▶ EXERCISE DESCRIPTION
Extract each line from the rows below that contains the string "stalk". Case counts.

▶ RECORDS FOR THE EXERCISE
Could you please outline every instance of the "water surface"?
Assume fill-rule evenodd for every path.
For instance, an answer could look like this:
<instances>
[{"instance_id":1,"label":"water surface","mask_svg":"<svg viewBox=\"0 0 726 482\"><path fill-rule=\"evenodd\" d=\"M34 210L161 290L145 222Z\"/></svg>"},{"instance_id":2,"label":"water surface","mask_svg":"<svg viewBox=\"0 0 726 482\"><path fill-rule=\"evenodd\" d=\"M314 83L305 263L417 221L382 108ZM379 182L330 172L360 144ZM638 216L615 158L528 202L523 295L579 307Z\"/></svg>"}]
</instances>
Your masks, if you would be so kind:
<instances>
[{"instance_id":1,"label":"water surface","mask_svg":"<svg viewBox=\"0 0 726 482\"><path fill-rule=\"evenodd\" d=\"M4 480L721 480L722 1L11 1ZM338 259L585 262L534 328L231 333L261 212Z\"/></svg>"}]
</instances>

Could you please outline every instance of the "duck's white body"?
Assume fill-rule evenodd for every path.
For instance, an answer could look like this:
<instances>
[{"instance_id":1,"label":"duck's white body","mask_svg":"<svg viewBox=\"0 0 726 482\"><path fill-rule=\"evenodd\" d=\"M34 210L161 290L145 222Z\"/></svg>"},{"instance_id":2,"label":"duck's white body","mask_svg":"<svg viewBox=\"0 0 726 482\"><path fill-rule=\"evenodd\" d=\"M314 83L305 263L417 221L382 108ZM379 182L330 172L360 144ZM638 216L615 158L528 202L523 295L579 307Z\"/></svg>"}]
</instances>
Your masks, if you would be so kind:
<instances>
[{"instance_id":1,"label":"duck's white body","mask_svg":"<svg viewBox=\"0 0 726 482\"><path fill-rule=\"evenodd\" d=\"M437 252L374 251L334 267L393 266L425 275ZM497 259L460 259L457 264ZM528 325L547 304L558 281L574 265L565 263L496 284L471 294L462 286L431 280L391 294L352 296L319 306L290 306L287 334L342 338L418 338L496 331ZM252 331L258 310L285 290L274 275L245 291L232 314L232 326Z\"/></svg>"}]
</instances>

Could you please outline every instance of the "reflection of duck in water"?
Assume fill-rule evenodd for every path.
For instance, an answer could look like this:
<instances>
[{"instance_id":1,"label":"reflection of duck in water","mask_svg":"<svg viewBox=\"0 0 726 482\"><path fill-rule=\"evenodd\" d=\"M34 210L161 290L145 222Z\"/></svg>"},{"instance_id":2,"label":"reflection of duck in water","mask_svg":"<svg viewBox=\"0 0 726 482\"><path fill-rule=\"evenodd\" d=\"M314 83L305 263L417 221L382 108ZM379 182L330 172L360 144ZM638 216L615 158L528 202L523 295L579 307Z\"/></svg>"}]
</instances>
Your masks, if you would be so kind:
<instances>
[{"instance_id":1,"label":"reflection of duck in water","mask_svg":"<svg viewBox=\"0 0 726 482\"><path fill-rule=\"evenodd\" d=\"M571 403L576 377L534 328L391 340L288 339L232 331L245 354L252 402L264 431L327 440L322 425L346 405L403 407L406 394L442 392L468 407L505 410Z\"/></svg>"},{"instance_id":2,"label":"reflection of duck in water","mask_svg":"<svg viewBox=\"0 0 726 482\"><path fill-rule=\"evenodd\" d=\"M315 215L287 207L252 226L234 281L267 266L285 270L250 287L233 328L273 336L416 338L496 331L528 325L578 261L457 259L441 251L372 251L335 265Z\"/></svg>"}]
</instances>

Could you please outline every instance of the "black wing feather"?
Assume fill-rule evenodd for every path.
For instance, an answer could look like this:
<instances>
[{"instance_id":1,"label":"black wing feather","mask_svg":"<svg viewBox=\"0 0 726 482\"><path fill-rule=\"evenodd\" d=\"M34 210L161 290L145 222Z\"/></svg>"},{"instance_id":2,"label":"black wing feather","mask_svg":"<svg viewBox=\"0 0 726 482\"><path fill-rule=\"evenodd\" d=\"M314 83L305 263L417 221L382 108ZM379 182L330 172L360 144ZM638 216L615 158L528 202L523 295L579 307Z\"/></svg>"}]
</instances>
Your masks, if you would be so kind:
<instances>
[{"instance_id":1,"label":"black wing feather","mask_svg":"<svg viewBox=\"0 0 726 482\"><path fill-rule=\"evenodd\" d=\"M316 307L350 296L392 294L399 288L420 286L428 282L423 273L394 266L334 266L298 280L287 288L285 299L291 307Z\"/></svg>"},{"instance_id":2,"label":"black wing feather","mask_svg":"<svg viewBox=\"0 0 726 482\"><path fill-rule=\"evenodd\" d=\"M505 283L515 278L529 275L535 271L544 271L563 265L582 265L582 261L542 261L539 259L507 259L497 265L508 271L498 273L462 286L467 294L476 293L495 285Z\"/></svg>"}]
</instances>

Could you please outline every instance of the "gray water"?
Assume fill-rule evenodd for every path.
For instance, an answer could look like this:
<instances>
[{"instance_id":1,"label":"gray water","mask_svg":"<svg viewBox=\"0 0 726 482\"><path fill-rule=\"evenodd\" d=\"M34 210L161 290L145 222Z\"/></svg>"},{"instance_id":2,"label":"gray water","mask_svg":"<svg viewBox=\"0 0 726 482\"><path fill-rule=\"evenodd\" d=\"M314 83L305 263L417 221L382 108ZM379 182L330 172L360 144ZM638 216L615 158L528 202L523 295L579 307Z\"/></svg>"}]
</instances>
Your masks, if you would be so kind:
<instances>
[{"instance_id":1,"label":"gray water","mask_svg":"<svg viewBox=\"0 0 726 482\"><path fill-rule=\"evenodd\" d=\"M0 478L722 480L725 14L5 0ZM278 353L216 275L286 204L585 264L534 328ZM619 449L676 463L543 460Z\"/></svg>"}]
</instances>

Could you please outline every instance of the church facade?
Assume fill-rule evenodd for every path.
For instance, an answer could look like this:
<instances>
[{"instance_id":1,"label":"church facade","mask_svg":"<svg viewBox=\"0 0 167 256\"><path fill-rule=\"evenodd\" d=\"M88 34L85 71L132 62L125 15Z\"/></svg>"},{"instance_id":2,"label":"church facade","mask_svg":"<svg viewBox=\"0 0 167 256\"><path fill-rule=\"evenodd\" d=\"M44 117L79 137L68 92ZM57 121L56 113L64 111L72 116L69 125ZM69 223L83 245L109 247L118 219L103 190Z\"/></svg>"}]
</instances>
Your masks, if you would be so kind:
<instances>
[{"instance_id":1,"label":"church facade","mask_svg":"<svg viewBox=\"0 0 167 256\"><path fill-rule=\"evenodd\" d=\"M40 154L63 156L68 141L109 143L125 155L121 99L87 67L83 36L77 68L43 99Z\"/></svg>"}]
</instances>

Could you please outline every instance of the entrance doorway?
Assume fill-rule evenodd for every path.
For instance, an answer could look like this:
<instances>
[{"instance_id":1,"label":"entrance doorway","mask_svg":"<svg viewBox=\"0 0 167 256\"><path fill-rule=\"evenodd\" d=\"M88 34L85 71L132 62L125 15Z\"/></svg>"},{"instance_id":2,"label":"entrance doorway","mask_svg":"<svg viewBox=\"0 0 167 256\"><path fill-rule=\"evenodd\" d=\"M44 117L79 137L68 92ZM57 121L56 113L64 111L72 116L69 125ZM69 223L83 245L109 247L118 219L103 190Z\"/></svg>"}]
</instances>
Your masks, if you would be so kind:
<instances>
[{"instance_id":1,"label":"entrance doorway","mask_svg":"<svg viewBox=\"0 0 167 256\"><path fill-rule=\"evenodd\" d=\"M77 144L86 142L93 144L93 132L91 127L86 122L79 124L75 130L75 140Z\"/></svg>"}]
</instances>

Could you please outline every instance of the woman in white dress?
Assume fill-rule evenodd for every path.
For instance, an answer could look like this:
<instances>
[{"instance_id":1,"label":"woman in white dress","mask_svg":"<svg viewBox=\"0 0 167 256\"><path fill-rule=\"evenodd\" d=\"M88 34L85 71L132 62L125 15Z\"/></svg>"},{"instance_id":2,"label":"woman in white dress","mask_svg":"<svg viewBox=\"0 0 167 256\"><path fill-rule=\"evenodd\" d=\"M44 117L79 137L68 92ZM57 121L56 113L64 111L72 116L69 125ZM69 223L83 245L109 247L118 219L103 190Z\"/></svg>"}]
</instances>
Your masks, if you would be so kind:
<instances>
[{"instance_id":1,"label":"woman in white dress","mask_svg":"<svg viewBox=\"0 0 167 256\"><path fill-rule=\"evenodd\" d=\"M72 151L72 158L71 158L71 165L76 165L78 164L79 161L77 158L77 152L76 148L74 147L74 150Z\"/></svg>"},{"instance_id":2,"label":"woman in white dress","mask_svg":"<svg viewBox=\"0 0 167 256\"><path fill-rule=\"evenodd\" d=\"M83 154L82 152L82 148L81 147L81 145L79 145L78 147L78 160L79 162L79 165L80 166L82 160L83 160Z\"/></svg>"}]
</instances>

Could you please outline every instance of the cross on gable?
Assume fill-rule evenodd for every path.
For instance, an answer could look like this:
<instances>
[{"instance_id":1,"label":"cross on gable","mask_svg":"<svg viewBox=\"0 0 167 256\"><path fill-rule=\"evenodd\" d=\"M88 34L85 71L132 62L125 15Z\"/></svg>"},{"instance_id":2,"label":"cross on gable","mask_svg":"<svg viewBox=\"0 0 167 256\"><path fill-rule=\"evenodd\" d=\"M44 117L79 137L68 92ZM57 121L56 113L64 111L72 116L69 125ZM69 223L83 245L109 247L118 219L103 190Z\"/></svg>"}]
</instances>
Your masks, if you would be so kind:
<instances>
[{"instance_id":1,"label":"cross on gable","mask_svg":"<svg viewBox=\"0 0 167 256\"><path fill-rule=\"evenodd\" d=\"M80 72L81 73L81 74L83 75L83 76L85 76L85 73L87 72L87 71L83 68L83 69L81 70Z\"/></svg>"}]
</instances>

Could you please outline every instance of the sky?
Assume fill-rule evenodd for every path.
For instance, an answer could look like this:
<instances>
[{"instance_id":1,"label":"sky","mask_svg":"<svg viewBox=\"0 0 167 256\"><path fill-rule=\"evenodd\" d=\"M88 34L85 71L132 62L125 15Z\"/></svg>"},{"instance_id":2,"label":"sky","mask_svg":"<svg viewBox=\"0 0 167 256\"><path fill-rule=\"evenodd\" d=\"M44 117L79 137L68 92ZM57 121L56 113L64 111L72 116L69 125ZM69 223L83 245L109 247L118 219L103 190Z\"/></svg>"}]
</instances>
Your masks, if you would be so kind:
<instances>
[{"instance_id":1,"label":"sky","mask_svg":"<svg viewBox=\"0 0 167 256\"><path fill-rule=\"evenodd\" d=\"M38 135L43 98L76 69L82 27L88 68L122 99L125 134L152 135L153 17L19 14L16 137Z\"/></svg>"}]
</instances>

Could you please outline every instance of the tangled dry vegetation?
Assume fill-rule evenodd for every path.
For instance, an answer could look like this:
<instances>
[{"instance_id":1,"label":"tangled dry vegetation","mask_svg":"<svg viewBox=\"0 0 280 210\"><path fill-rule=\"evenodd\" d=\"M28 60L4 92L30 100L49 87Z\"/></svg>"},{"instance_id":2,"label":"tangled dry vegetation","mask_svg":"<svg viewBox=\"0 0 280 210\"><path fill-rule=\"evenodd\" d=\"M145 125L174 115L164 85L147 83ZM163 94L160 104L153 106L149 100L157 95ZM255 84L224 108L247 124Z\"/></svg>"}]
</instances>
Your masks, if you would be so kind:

--

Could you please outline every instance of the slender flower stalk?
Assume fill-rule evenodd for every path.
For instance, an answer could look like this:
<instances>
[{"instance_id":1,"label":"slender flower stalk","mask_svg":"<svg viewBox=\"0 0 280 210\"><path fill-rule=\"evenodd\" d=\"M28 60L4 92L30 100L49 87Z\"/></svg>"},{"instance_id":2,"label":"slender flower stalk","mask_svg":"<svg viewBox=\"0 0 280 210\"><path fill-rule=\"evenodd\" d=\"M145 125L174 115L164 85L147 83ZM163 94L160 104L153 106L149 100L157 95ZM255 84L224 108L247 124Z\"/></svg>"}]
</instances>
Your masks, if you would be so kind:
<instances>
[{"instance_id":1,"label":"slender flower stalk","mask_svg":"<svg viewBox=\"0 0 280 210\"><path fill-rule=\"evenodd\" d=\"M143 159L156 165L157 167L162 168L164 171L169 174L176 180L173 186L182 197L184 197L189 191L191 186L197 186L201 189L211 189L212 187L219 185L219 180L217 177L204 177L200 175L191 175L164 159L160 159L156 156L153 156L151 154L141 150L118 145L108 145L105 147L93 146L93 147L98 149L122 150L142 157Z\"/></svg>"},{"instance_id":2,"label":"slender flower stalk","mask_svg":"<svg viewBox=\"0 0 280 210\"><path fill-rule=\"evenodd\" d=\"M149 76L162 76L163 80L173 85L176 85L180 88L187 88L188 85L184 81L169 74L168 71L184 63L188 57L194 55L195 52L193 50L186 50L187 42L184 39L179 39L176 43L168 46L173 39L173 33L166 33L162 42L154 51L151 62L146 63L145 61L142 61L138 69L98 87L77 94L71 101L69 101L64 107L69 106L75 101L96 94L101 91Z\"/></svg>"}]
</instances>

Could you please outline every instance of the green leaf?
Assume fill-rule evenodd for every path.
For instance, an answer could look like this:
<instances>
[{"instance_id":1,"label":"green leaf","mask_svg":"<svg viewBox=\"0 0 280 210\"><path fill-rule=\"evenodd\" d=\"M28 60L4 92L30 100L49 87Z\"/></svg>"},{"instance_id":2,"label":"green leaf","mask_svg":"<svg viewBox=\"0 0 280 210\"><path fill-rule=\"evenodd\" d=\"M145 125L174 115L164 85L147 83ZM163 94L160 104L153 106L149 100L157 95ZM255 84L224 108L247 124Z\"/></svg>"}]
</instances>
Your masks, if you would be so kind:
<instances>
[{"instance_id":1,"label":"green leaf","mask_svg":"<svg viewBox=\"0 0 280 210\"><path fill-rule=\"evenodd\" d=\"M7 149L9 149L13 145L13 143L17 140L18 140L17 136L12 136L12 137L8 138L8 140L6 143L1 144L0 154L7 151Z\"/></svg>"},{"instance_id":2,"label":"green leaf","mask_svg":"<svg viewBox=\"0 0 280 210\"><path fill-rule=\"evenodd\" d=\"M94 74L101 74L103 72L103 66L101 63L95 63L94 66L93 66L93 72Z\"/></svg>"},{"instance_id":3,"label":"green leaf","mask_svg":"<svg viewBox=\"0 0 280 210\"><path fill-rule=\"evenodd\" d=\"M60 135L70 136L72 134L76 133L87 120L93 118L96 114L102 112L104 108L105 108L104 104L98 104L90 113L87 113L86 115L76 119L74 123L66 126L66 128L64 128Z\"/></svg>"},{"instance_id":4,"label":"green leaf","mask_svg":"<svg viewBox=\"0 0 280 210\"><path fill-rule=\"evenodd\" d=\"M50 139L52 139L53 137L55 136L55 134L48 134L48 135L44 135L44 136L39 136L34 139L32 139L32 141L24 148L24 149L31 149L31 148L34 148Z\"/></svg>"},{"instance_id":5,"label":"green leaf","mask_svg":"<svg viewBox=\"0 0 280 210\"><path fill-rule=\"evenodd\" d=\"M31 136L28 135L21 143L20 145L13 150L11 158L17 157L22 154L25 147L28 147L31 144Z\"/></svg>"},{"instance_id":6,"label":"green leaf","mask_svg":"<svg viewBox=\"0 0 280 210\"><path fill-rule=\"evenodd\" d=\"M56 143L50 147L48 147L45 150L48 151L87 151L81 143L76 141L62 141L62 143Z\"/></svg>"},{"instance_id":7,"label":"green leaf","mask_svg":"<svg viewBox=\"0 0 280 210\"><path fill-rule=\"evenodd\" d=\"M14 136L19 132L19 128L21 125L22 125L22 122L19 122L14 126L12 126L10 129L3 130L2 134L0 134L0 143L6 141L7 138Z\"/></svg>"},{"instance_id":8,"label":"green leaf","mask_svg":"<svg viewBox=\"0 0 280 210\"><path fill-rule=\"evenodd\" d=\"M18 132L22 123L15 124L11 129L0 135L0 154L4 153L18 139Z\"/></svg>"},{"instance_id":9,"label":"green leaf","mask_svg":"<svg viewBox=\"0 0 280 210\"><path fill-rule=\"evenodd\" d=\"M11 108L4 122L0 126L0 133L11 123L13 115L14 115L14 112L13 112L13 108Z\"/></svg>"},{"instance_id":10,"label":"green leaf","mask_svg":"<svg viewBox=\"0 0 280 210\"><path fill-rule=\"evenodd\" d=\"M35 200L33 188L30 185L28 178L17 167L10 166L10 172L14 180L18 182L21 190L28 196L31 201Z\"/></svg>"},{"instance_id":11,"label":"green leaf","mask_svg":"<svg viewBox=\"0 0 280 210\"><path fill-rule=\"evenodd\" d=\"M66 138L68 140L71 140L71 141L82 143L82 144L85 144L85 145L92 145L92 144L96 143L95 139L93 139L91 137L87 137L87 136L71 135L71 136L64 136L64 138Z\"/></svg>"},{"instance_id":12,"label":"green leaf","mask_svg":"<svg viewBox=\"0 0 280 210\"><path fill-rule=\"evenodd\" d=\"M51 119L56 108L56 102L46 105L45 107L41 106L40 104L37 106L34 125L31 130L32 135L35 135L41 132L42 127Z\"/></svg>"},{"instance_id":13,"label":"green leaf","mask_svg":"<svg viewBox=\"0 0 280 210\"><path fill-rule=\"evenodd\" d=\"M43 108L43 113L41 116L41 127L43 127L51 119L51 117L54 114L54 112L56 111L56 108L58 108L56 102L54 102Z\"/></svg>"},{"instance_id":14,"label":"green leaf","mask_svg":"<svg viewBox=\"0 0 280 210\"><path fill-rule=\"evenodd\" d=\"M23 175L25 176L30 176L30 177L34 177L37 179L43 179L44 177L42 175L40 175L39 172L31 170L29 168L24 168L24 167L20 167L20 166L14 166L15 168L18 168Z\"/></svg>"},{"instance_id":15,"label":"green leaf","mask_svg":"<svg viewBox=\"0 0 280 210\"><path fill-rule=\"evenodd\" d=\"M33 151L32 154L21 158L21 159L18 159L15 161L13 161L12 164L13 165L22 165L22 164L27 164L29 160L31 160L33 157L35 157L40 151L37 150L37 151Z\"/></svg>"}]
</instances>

▶ WRITTEN SOLUTION
Could you please outline every instance of the slender flower stalk?
[{"instance_id":1,"label":"slender flower stalk","mask_svg":"<svg viewBox=\"0 0 280 210\"><path fill-rule=\"evenodd\" d=\"M28 60L4 92L30 100L49 87Z\"/></svg>"},{"instance_id":2,"label":"slender flower stalk","mask_svg":"<svg viewBox=\"0 0 280 210\"><path fill-rule=\"evenodd\" d=\"M145 125L174 115L164 85L147 83ZM163 94L160 104L153 106L149 100L157 95ZM255 84L224 108L247 124Z\"/></svg>"}]
[{"instance_id":1,"label":"slender flower stalk","mask_svg":"<svg viewBox=\"0 0 280 210\"><path fill-rule=\"evenodd\" d=\"M143 159L156 165L157 167L162 168L164 171L169 174L176 180L173 186L182 197L184 197L189 191L191 186L197 186L201 189L211 189L212 187L219 185L219 180L217 177L204 177L200 175L191 175L164 159L160 159L156 156L153 156L151 154L141 150L118 145L108 145L105 147L93 146L93 147L98 149L122 150L142 157Z\"/></svg>"},{"instance_id":2,"label":"slender flower stalk","mask_svg":"<svg viewBox=\"0 0 280 210\"><path fill-rule=\"evenodd\" d=\"M149 76L162 76L163 80L173 85L176 85L180 88L187 88L188 85L184 81L169 74L168 71L184 63L188 57L194 55L195 52L193 50L186 50L187 42L184 39L179 39L176 43L168 46L173 39L173 33L166 33L162 42L154 51L151 62L146 63L145 61L142 61L138 69L98 87L77 94L71 101L69 101L64 107L69 106L75 101L96 94L101 91Z\"/></svg>"}]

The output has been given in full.